PASSAGE:
-- BEGIN --

Thursday 31 January 2008

Warhol pre cooks the revolution in Brisbane


Excuse the gap in the correspondence but I have been on my travels again, both physically and culturally. Although still fresh in the memory it was more than two weeks ago which found me in Brisbane in the Queensland Gallery of Modern Art staring at the wonderful series of ten prints of Mick Jagger created by Andy Warhol in the 1960's.

They show Jaggar as the young adonis figure he was, his face alive with that postured curiosity, which some saw as arrogance, but which now, more and more, looks like intelligence looking for a framework to make sense of the circus around him.

The exhibition , hailed as an exclusive to Brisbane, brings together more than 300 paintings, drawings, prints, sculptures, photographs, films, videos and installations.

The works come from the Andy Warhol Museum, and the National Gallery of Australia; the Museum of Contemporary Art, Tokyo; the National Gallery of Victoria; and private collections.

Although I found some of it didn't engage - qv many of the early film doco pieces- or felt too remote in time - lots did still retain an ability to provoke big conversations with the viewer .

There are real works of power here , and in balance the exhibition - for me - did confirm Warhol was not only a player, and a contributor to the 60's circus, in hindsight, he really did create many of the key assumptions and ideas surrounding fame, personality and the place of the ordinary in the construction of the extraordinary.

And yes, at the emotional level you definitely have to celebrate the sheer creative guts of the guy, while admiring anew how his then revolutionary magpie techniques could take an issue, art movement or conceptual idea and mash it up for his own purposes.

Read Write Collaborate Generation
Which I guess is the big connection point for me - that though Warhol is welcome to his cult status as an artist who co-created the mid point of 20th century modernism his work retains a compelling contemporary relevance in the way it precooked some of the ideas we are no grappling with around giving the read write collaborate generation access and rights to the heritage and knowledge assets of our big state and national institutions and their collections.

As an example check his version[s] of The Last Supper.

State Library of Queensland

As it happens, for me, there was something deeply serendipitous about seeing Warhol's work being celebrated in such a grand style in this location. The Queensland Art Gallery , which has two sites, sits inside the Brisbane South Bank cultural precinct which also includes the Queenlsnd Museum, and of course, the State Library of Queensland.

-- END --

WHAT TO WORK ON:
(1) In the Warhol post, how many works does the exhibition bring together?
(2) Please rewrite the part of the Warhol post that opens with "Excuse the gap" and closes with "circus around him.", replacing "curiosity" with "self-assurance".
The listing that comes next is separate material and is not part of the Warhol post.

ENTRIES PROVIDED:
-- BEGIN --

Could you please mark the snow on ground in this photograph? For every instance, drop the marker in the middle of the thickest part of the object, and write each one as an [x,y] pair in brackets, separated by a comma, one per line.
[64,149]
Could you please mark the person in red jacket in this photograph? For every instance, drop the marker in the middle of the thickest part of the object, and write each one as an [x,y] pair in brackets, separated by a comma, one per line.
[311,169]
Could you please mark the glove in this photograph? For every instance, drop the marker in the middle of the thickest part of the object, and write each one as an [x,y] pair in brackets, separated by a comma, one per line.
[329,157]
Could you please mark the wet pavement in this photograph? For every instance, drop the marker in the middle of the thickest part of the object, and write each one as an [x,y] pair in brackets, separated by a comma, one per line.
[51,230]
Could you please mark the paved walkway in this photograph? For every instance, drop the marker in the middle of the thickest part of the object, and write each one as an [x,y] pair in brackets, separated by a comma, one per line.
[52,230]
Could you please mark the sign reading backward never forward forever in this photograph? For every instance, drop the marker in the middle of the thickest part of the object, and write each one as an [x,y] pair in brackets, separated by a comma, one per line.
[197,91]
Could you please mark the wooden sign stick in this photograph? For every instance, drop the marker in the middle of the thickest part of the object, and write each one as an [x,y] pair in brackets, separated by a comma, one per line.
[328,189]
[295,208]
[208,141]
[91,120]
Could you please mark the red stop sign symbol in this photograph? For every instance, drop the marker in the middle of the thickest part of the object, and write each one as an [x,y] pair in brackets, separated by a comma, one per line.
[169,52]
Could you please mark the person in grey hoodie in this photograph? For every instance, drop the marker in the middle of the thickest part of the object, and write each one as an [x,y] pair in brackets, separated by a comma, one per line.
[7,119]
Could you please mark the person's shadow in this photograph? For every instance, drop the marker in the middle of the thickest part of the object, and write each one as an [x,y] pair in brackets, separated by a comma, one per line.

-- END --

EXERCISE RESPONSES:
(1) More than 300 paintings, drawings, prints, sculptures, photographs, films, videos and installations.

(2)
Excuse the gap in the correspondence but I have been on my travels again, both physically and culturally. Although still fresh in the memory it was more than two weeks ago which found me in Brisbane in the Queensland Gallery of Modern Art staring at the wonderful series of ten prints of Mick Jagger created by Andy Warhol in the 1960's.

They show Jaggar as the young adonis figure he was, his face alive with that postured self-assurance, which some saw as arrogance, but which now, more and more, looks like intelligence looking for a framework to make sense of the circus around him.